Исходный текст:
○ ○ ○
Вы не путайте жестикуляцию с жестами. Жесты — это знаки, они имеют смысл. А жестикуляция — совсем другое. Это может быть что-то чисто физиологическое. Особенно это касается детей. Насколько знаковыми являются их движения или позы, нам неизвестно. Это очень важная проблема и касается не только детей. Например, люди, которые перенесли инсульт, часто делают специфические движения руками. Раньше считали, что это чистая физиология. Но, возможно, они нам передают какую-то информацию, которую мы просто считывать не умеем. Это очень серьезный вопрос, очень. Если мы научимся считывать эту информацию, то сможем быстрее восстанавливать людей. Это моя гипотеза.
Вы первый лингвист в семье?
Мой отец уже умер, он был учителем математики, одним из первых заслуженных учителей Советского Союза. Мама — полонист, заслуженный деятель польской культуры, работала контрольным редактором польской редакции журнала «Советская литература на иностранных языках». Дедушку своего я не помню — он умер в войну. А бабушка была матерью-героиней — у нее было семь человек детей. Бабушка верующая была, папа тоже иногда молился тайно, хотя был коммунистом. Всегда праздновал еврейские праздники, Йорцайт — поминание мертвых, Суккот. Он был коэн в синагоге у нас, но все-таки боялся огласки. Его братья и сестры занимали довольно высокие посты. Один брат даже был заместителем Косыгина — занимался тяжелым машиностроением. Но скорее наша семья тяготела к русской интеллигенции, в хорошем смысле слова.
○ ○ ○
Задание A: Кем по профессии был отец, о котором рассказывается в интервью?
Задание B: Поменяйте в интервью «инсульт» на «травму» и выпишите всё от слов «Вы не путайте» и вниз до слов «Это моя гипотеза.».
Для этого строки не понадобятся.

Исходные данные:
○ ○ ○
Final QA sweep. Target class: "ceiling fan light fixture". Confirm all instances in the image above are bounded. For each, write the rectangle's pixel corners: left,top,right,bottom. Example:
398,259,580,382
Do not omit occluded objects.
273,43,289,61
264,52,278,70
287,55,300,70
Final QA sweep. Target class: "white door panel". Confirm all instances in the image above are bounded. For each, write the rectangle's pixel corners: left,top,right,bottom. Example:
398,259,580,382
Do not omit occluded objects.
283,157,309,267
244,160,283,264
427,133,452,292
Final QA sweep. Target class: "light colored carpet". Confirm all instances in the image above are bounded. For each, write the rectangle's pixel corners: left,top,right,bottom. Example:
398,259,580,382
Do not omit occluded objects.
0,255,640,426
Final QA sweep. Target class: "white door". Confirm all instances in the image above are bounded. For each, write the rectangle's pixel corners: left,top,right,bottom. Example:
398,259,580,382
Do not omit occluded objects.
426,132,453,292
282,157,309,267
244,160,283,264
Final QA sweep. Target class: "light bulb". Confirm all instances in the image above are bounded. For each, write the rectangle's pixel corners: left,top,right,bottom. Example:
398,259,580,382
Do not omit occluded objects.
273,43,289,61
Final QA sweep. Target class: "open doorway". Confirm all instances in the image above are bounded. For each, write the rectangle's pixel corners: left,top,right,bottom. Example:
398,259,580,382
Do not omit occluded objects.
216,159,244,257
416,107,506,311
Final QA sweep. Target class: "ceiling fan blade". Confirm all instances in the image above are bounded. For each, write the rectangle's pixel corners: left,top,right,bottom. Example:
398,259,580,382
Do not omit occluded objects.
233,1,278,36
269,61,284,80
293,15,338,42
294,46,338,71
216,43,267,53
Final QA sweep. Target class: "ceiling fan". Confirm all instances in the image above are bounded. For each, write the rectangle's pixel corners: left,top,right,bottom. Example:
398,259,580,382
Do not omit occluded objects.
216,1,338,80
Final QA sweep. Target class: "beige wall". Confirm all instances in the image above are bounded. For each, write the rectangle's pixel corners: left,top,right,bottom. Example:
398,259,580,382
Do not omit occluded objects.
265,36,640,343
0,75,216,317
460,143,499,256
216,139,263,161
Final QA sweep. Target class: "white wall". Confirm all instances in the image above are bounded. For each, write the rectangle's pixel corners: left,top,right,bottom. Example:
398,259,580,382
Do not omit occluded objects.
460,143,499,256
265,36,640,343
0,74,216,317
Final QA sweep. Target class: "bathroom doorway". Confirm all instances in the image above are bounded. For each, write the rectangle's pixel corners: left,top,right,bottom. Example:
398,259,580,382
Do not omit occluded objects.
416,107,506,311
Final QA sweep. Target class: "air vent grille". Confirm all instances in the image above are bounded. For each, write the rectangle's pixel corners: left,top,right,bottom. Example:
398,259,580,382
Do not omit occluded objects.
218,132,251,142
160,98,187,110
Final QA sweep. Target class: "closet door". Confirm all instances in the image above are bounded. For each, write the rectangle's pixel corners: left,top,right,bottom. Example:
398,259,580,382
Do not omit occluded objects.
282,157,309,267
○ ○ ○
Правильный ответ A: Учителем математики.

Правильный ответ B:
Вы не путайте жестикуляцию с жестами. Жесты — это знаки, они имеют смысл. А жестикуляция — совсем другое. Это может быть что-то чисто физиологическое. Особенно это касается детей. Насколько знаковыми являются их движения или позы, нам неизвестно. Это очень важная проблема и касается не только детей. Например, люди, которые перенесли травму, часто делают специфические движения руками. Раньше считали, что это чистая физиология. Но, возможно, они нам передают какую-то информацию, которую мы просто считывать не умеем. Это очень серьезный вопрос, очень. Если мы научимся считывать эту информацию, то сможем быстрее восстанавливать людей. Это моя гипотеза.